# WHAT YOU HAVE TO DO:
Every line below should be copied exactly; drop the pictures.

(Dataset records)
^^^^^^^^^^^^^^^^
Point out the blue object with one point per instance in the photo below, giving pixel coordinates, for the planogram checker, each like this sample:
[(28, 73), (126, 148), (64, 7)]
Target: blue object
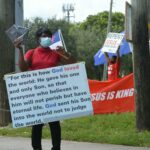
[(99, 58)]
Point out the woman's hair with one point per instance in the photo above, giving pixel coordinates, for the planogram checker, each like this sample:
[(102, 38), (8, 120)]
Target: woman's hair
[(40, 31)]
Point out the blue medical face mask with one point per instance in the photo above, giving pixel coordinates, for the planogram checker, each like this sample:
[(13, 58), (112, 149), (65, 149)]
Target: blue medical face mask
[(45, 42)]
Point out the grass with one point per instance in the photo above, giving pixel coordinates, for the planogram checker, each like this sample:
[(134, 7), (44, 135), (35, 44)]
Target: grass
[(112, 129)]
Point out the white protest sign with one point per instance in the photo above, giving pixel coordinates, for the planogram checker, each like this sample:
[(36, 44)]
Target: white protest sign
[(48, 95), (112, 42)]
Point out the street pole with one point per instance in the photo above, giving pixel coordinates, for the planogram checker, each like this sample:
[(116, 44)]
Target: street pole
[(7, 19), (141, 63), (108, 30)]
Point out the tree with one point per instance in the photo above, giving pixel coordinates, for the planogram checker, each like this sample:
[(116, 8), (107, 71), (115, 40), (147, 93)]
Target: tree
[(7, 12), (141, 59)]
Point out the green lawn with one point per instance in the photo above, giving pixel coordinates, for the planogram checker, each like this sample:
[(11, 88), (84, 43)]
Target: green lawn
[(112, 128)]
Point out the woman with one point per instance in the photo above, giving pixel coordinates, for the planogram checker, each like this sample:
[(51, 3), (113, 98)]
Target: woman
[(39, 58)]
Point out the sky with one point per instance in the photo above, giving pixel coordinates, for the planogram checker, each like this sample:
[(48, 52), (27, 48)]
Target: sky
[(83, 8)]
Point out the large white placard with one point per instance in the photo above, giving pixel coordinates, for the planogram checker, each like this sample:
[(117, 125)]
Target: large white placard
[(48, 95), (112, 42)]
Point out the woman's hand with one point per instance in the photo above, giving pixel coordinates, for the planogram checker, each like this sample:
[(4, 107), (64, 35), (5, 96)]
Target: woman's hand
[(18, 43)]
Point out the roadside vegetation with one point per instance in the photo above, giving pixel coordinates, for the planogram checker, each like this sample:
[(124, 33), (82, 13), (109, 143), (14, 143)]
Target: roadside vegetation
[(111, 128)]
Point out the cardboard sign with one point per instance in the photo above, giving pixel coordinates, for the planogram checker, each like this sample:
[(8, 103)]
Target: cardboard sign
[(112, 42), (48, 95)]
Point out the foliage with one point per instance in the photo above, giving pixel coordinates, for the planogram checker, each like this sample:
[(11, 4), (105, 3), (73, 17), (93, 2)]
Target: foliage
[(83, 39), (110, 128)]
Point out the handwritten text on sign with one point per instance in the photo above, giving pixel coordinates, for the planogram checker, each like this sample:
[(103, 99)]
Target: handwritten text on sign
[(112, 42), (47, 95)]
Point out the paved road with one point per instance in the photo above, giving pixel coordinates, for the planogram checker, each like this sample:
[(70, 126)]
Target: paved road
[(17, 143)]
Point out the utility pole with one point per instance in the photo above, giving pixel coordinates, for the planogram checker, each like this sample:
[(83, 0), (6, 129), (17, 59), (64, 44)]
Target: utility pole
[(108, 30), (68, 10), (7, 19), (141, 62)]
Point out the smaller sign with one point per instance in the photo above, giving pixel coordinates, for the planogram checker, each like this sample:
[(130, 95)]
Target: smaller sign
[(112, 42)]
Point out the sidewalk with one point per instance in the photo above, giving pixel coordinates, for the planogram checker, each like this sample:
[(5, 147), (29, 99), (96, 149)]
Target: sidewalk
[(18, 143)]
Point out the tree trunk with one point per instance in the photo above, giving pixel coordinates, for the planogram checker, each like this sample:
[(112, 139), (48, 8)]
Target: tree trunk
[(141, 63), (7, 19)]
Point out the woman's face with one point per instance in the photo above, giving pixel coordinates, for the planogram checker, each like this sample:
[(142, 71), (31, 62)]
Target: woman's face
[(45, 40)]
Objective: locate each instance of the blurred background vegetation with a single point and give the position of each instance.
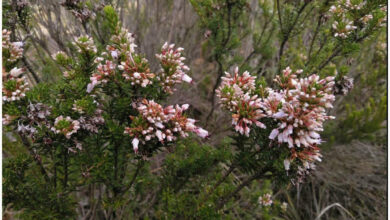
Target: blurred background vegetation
(261, 36)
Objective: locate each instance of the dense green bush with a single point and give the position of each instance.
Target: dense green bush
(85, 135)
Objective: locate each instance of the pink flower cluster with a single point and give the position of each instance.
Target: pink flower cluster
(65, 126)
(173, 70)
(236, 95)
(265, 200)
(14, 87)
(15, 49)
(163, 124)
(345, 23)
(299, 107)
(102, 75)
^^^^^^^^^^^^^^^^
# SOLUTION FOR THIS TASK:
Point out the blue object with one point per instance in the photo below, giving pixel coordinates, for the planogram checker, each like this sample:
[(28, 73), (126, 148), (64, 7)]
Target: blue object
[(99, 58)]
Point out the woman's hair with one point per instance in the photo above, giving pixel coordinates, for the planogram checker, each like this sample:
[(102, 38), (8, 120)]
Target: woman's hair
[(40, 31)]
Point out the blue medical face mask with one point per instance in the photo above, giving pixel coordinates, for the planogram checker, each like this sample:
[(13, 58), (112, 149), (65, 149)]
Target: blue medical face mask
[(45, 42)]
Point out the grass with one point per instance in the photo above, giving pixel coordinates, for the planogram checker, each like this sample:
[(134, 7), (44, 135), (35, 44)]
Target: grass
[(112, 129)]
Point out the white protest sign with one point per instance in the photo above, giving pixel coordinates, for the planogram checker, each like this sample:
[(36, 44)]
Target: white protest sign
[(48, 95), (112, 42)]
Point out the street pole with one point per instance in the photo above, giving pixel coordinates, for the planogram checker, each like this sample:
[(116, 44)]
Target: street pole
[(7, 19), (141, 63), (108, 30)]
Point out the tree with one point per instance in the photo above, giving pixel coordinates, for the planogram checker, each like this sample:
[(116, 8), (107, 71), (115, 40), (147, 93)]
Target: tree
[(7, 12), (141, 59)]
Point out the green lawn with one point per instance in the photo above, giving pixel coordinates, for the planogram checker, each like this sample:
[(11, 88), (84, 43)]
Target: green lawn
[(112, 128)]
Point out the woman with one point per instance in the photo above, giving pixel coordinates, for the planogram checker, each like this sample:
[(51, 3), (113, 98)]
Target: woman
[(39, 58)]
Point out the sky with one point per instance in the photo above, giving pixel coordinates, for the planogram checker, each like this sample:
[(48, 52), (27, 48)]
Target: sky
[(83, 8)]
Point out the large white placard with one point per instance in the photo above, giving pixel coordinates, for the planogram checker, each like this sample:
[(117, 125)]
Target: large white placard
[(48, 95), (112, 42)]
Point out the woman's hand with one point per instance in the photo above, giving pixel coordinates, for the planogram checker, each like this sample:
[(4, 107), (64, 35), (5, 96)]
Target: woman's hand
[(18, 43)]
Point out the roadside vegetation with one point per instance in the photo above, giving pixel coordinates, for the planogram checker, each like this sample:
[(124, 33), (82, 13), (109, 143), (14, 143)]
Target: roadside vegetation
[(111, 128)]
Point out the cardboard sign with one point per instance in the photo above, giving pixel coordinates, for the planogram checker, each like this sample:
[(8, 103)]
Target: cardboard sign
[(112, 42), (48, 95)]
Point out the foliage with one point per instance in the photo above, giving pixel coordinates, for the planogram checker, each like this sample:
[(11, 4), (105, 3), (73, 17), (93, 2)]
Target: foliage
[(83, 39), (110, 128)]
Point out the handwritten text on sign with one point per instance in the photo above, giving pixel coordinates, for the planogram checker, each like this sample:
[(103, 99)]
Target: handwritten text on sign
[(112, 42), (47, 95)]
Point out the paved road with one point per instance in the photo above, giving pixel coordinates, for the planogram checker, each like this sample:
[(70, 126)]
Target: paved road
[(17, 143)]
Point out the utility pole with one point per instance in the photo above, giving pixel coordinates, for the planogram checker, each like this sample:
[(83, 0), (6, 129), (17, 59), (64, 44)]
Target: utility pole
[(108, 30), (68, 10), (7, 19), (141, 62)]
Point out the smaller sign with one point per instance in the photo above, giving pixel coordinates, for the planogram checker, each like this sample:
[(130, 95)]
Target: smaller sign
[(112, 42)]
Point out the sidewalk with one point per instance in the photo above, giving pixel coordinates, for the planogram checker, each like this sample:
[(5, 147), (29, 99), (96, 149)]
Target: sidewalk
[(18, 143)]
Point out the tree trunk with one point per instance in the photo above, giving pixel coordinates, for the planogram checker, each like this sample:
[(112, 139), (48, 8)]
Target: tree trunk
[(141, 63), (7, 19)]
Point out the woman's face with one point per instance in the photo above, giving pixel coordinates, for the planogram checker, each like this sample:
[(142, 71), (31, 62)]
Target: woman's face
[(45, 40)]
Objective: locate each instance of the blurred background vegetation with a single point and give the position of each instance.
Target: blurred background vegetation
(261, 36)
Objective: locate each instance of the dense green bush with a single point and give the position of each instance.
Target: dense green bush
(85, 135)
Objective: locate each instance of the pink flower cluster with a single point and give the position of each instance.
Target: pink flower cluster
(65, 126)
(173, 70)
(236, 95)
(265, 200)
(14, 87)
(15, 49)
(163, 124)
(345, 23)
(299, 107)
(102, 75)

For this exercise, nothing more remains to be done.